▸ Goal of the exercise
Please pull out the lines of the listing below, starting with the line that contains "task | one point per instance, each pair like [112, 546]" and going on through the end of the listing, and reproduce them word for word.
»»
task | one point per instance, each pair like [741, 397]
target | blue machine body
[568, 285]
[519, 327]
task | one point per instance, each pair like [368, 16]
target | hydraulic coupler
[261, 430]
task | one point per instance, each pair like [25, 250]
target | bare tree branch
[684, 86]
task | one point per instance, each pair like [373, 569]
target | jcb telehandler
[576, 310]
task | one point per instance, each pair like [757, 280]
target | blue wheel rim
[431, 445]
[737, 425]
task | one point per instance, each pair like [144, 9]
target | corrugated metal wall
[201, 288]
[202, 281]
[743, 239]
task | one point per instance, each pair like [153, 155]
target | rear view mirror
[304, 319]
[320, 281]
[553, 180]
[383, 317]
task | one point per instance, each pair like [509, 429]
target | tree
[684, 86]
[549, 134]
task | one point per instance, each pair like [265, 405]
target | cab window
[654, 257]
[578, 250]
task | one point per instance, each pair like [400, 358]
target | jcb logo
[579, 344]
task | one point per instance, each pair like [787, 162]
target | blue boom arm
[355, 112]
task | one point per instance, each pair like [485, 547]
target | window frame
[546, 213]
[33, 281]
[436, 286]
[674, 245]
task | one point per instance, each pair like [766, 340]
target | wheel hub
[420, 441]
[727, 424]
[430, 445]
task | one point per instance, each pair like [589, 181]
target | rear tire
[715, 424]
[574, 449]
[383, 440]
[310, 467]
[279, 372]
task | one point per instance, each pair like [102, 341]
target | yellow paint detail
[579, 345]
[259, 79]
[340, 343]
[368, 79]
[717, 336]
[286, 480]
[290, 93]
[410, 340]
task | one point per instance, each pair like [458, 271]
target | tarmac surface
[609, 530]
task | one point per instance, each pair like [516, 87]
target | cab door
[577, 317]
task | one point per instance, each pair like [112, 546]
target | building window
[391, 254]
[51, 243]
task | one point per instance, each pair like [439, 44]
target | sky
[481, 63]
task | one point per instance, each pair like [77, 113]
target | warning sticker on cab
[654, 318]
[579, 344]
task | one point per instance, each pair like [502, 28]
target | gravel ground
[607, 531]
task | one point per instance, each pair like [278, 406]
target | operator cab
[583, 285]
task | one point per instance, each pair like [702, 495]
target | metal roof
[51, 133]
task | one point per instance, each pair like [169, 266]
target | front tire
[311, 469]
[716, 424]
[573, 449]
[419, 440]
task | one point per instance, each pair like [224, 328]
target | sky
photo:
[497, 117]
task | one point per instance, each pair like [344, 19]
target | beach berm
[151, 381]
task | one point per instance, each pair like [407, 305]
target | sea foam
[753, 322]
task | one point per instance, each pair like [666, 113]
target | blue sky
««
▸ Written response
task | one point per instance, each pair like [112, 546]
target | building window
[391, 254]
[51, 243]
task | one point per instance, each pair like [439, 44]
target | sky
[481, 63]
task | one point per instance, each pair like [77, 113]
target | warning sticker on cab
[654, 318]
[579, 344]
task | one point per instance, each pair like [502, 28]
target | gravel ground
[607, 531]
task | one point per instance, each pair like [278, 406]
target | operator cab
[583, 285]
task | one point per instance, each pair like [702, 495]
target | metal roof
[51, 133]
task | one point per instance, each pair like [169, 266]
target | front tire
[311, 469]
[716, 424]
[573, 449]
[419, 440]
task | one point per instance, each pair like [224, 328]
target | sky
photo:
[497, 117]
task | one point per instance, each pair like [344, 19]
target | beach berm
[151, 381]
task | one point per instance, each pair like [407, 305]
target | sea foam
[753, 322]
task | one point per instance, each pair like [666, 113]
target | blue sky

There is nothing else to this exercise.